- **HOW TO COMPLETE THIS TASK**
Would you print the records below word for word, without the pictures?

Image-grounded pointing data:
- - -
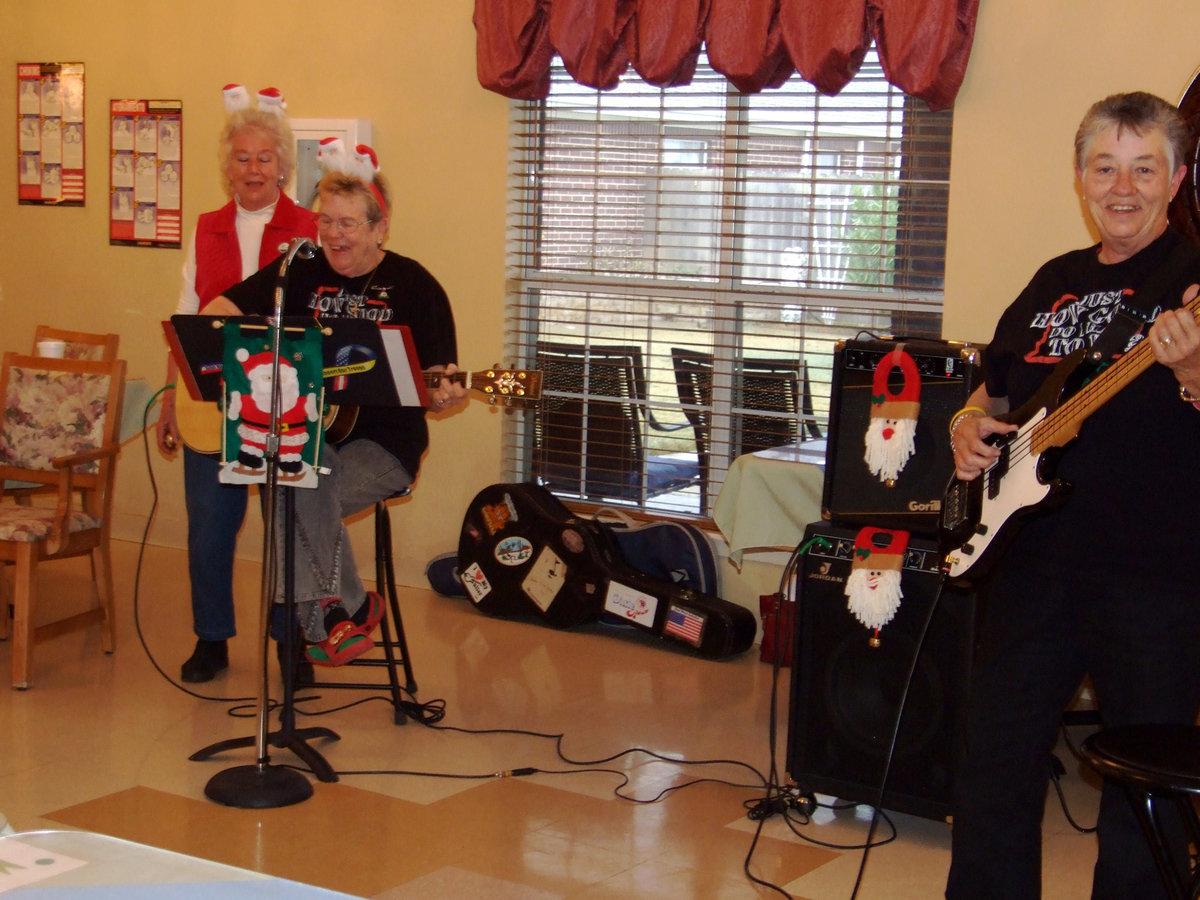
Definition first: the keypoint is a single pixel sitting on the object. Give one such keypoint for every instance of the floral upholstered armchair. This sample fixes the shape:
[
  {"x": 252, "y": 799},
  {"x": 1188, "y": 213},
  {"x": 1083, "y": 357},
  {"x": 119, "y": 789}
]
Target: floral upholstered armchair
[{"x": 60, "y": 432}]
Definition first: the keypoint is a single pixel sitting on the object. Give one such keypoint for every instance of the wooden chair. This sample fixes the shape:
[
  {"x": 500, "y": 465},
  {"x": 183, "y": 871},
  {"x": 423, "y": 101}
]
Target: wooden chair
[
  {"x": 79, "y": 345},
  {"x": 589, "y": 426},
  {"x": 59, "y": 430},
  {"x": 772, "y": 397}
]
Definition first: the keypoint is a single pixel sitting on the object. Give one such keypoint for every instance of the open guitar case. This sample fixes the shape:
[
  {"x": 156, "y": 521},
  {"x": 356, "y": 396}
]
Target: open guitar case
[{"x": 523, "y": 555}]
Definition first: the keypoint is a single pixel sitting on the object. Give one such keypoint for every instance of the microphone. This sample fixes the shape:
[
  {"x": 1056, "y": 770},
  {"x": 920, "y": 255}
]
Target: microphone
[{"x": 303, "y": 247}]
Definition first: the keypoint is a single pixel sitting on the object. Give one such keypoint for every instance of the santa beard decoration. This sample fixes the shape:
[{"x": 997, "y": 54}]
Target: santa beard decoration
[
  {"x": 891, "y": 435},
  {"x": 873, "y": 588}
]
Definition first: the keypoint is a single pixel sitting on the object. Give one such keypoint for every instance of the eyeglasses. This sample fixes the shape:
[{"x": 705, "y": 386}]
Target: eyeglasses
[{"x": 346, "y": 226}]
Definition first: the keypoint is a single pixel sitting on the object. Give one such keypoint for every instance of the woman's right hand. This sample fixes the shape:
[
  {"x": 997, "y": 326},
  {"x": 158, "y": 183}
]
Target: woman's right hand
[
  {"x": 167, "y": 430},
  {"x": 972, "y": 453}
]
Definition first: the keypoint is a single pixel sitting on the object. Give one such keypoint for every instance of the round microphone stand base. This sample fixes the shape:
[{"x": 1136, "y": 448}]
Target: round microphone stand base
[{"x": 261, "y": 786}]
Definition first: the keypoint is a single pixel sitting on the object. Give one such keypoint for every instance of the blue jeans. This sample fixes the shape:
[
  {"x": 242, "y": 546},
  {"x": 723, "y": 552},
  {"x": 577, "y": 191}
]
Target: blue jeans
[
  {"x": 361, "y": 473},
  {"x": 1043, "y": 633},
  {"x": 215, "y": 514}
]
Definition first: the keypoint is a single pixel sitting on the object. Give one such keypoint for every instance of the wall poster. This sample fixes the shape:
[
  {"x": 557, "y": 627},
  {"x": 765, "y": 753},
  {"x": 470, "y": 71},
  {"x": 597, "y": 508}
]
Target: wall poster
[
  {"x": 49, "y": 133},
  {"x": 145, "y": 173}
]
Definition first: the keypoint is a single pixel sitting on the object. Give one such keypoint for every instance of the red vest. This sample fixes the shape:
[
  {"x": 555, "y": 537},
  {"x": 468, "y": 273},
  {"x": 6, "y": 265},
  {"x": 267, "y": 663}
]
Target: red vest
[{"x": 219, "y": 257}]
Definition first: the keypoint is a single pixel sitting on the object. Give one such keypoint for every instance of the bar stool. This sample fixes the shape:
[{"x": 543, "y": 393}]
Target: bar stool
[
  {"x": 391, "y": 634},
  {"x": 1155, "y": 763}
]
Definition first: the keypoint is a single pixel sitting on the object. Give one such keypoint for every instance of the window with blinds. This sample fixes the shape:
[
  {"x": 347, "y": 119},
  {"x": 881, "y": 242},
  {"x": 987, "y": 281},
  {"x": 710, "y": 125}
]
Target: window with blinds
[{"x": 682, "y": 263}]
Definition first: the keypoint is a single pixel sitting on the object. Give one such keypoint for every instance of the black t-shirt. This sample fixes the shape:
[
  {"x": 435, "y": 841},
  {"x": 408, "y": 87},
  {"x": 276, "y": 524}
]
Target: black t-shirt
[
  {"x": 399, "y": 292},
  {"x": 1135, "y": 504}
]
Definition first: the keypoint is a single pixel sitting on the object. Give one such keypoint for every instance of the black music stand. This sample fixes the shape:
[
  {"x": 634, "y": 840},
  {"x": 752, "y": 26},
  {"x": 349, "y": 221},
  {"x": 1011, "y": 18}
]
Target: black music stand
[{"x": 358, "y": 370}]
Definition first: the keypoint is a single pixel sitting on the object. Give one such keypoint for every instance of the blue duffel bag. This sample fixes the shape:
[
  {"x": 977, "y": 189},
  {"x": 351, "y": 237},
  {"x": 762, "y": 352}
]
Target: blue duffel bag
[{"x": 670, "y": 551}]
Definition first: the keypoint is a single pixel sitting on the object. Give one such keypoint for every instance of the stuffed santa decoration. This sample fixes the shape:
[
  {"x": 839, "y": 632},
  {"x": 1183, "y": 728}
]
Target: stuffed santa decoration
[
  {"x": 253, "y": 415},
  {"x": 891, "y": 435},
  {"x": 270, "y": 100},
  {"x": 873, "y": 588}
]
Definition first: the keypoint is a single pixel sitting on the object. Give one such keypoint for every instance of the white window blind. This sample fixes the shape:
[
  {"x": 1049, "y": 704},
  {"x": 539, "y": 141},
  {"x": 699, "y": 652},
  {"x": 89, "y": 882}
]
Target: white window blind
[{"x": 682, "y": 263}]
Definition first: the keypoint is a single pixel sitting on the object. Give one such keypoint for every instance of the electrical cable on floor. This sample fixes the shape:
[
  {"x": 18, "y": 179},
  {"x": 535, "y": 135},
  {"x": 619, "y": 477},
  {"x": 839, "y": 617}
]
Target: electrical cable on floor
[
  {"x": 787, "y": 799},
  {"x": 1056, "y": 772},
  {"x": 778, "y": 799}
]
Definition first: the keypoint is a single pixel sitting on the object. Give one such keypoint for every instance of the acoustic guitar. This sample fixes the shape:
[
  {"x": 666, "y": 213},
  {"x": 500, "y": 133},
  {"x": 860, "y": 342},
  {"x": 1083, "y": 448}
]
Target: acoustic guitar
- - -
- **EXERCISE RESPONSE**
Definition first: the keypoint is a single pixel sitting on the object. Give one such keypoint for every instance of the floral upholstered armchair. This sample fixes the shape:
[
  {"x": 252, "y": 799},
  {"x": 1188, "y": 213},
  {"x": 1083, "y": 357},
  {"x": 119, "y": 789}
]
Target: floral upholstered armchair
[{"x": 60, "y": 432}]
Definition first: the keypoint is a single pixel sitting on the object. Give one such keypoint for every instance of the wooden chair. This sample fixes the shape:
[
  {"x": 500, "y": 465},
  {"x": 183, "y": 871},
  {"x": 423, "y": 101}
]
Target: wooden chair
[
  {"x": 79, "y": 345},
  {"x": 589, "y": 426},
  {"x": 59, "y": 430},
  {"x": 772, "y": 397}
]
Definition first: the keypoint is a single pixel sitting on the object. Give one such keypoint for every instance of the open guitar case. This sample fixes the shape:
[
  {"x": 156, "y": 521},
  {"x": 356, "y": 396}
]
Target: open guitar case
[{"x": 523, "y": 555}]
Definition first: the keypoint is a single pixel sitting on the object. Give one such keypoint for every instance of the microphone. This sample fixes the shape:
[
  {"x": 1056, "y": 770},
  {"x": 920, "y": 255}
]
Target: microphone
[{"x": 303, "y": 247}]
Definition first: the keypoint is a single pixel sitting on the object. Give one such keypoint for every instance of the santa beard decoration. This sample fixes the shape:
[{"x": 997, "y": 54}]
Target: santa beard decoration
[
  {"x": 891, "y": 435},
  {"x": 873, "y": 588}
]
Definition first: the keypoint is a single pixel sitting on the object. Give one such keypoint for every instance of the eyeglasses. This sample fixes the shape:
[{"x": 705, "y": 386}]
Target: eyeglasses
[{"x": 346, "y": 226}]
Definition first: the keypoint is a single pixel sitting on the object. Give one such keypoint for every instance of the woman's right hand. This sample fixes the shape:
[
  {"x": 997, "y": 326},
  {"x": 158, "y": 183}
]
Target: woman's right hand
[
  {"x": 167, "y": 430},
  {"x": 972, "y": 453}
]
Definition first: the keypoint is a single pixel sitting on the object. Give one such keypoint for every instance of the round microphone stand base. This sample fixes the shape:
[{"x": 1136, "y": 448}]
Target: round microphone stand base
[{"x": 261, "y": 786}]
Definition first: the keypoint is a single pixel sitting on the object. Give one such keypoint for every instance of the blue jeans. This sample fixes the shape:
[
  {"x": 242, "y": 546},
  {"x": 723, "y": 552},
  {"x": 577, "y": 191}
]
Target: blue jeans
[
  {"x": 361, "y": 473},
  {"x": 1043, "y": 633},
  {"x": 215, "y": 514}
]
Definition first: the keypoint is a single pixel sitting on the object. Give one such keypoint for every instance of the wall poster. This sample fixes the shape:
[
  {"x": 557, "y": 627},
  {"x": 765, "y": 753},
  {"x": 470, "y": 71},
  {"x": 597, "y": 508}
]
Target: wall poster
[
  {"x": 49, "y": 133},
  {"x": 145, "y": 173}
]
Definition first: the keypoint is a single pixel sitting on the object. Give one such keypoint for every instance of the red vest. This sample fixes the shape:
[
  {"x": 555, "y": 537},
  {"x": 468, "y": 273},
  {"x": 6, "y": 265},
  {"x": 267, "y": 663}
]
Target: red vest
[{"x": 219, "y": 257}]
Definition first: the keypoint is a single pixel sitting on the object. Give one such keypoint for every instance of the bar stool. This sample fixes the shape:
[{"x": 543, "y": 393}]
Target: bar stool
[
  {"x": 391, "y": 634},
  {"x": 1155, "y": 763}
]
Definition first: the keypoint is a single pixel sitting on the object. Give one such keypoint for every instance of the window with blinds. This sample fixes the shape:
[
  {"x": 347, "y": 119},
  {"x": 881, "y": 242},
  {"x": 987, "y": 281},
  {"x": 710, "y": 125}
]
Target: window with blinds
[{"x": 682, "y": 263}]
Definition first: the keypoint is a single pixel sitting on the object. Give one such keypoint for every instance of the black t-shirt. This sample fixes the shape:
[
  {"x": 435, "y": 841},
  {"x": 408, "y": 87},
  {"x": 276, "y": 524}
]
Target: black t-shirt
[
  {"x": 399, "y": 292},
  {"x": 1135, "y": 504}
]
Definition first: the keypoint is a single pixel sitting on the object. Give one such keypoint for every instance of the black music stand. This sample fixes the shape:
[
  {"x": 634, "y": 840},
  {"x": 752, "y": 26},
  {"x": 349, "y": 221},
  {"x": 1011, "y": 18}
]
Target: black music stand
[{"x": 358, "y": 370}]
Definition first: the keypoint is a single pixel sitting on the object. Give one such keypoint for every instance of the blue duffel bag. This sample fixes the shape:
[
  {"x": 977, "y": 189},
  {"x": 351, "y": 237},
  {"x": 762, "y": 352}
]
Target: blue duffel bag
[{"x": 670, "y": 551}]
Definition first: the keypoint is a single pixel sitting on the object. Give one such keypoint for every instance of the stuffed santa decoration. This sample fixes the shape:
[
  {"x": 839, "y": 632},
  {"x": 1183, "y": 728}
]
Target: stuffed santa decoration
[
  {"x": 253, "y": 415},
  {"x": 891, "y": 435},
  {"x": 270, "y": 100},
  {"x": 873, "y": 588}
]
Definition first: the keypoint is a single pixel sitting on the object. Give one such keypoint for every instance of the white window blind. This sample fixes the shape:
[
  {"x": 1049, "y": 704},
  {"x": 539, "y": 141},
  {"x": 699, "y": 652},
  {"x": 89, "y": 882}
]
Target: white window blind
[{"x": 682, "y": 263}]
Definition first: the keypoint is a single pixel sitting on the object. Give one such keypoint for every instance of the electrical cable on floor. This sample fixes the shape:
[
  {"x": 18, "y": 179},
  {"x": 535, "y": 135},
  {"x": 619, "y": 477},
  {"x": 839, "y": 617}
]
Target: electrical cable on floor
[
  {"x": 787, "y": 799},
  {"x": 1056, "y": 772},
  {"x": 778, "y": 799}
]
Definition first: the keypoint is a single pixel sitting on the object. Give one such keypoint for every instance of the acoustic guitar. This sample fixes the shape:
[
  {"x": 666, "y": 213},
  {"x": 500, "y": 133},
  {"x": 860, "y": 342},
  {"x": 1083, "y": 448}
]
Target: acoustic guitar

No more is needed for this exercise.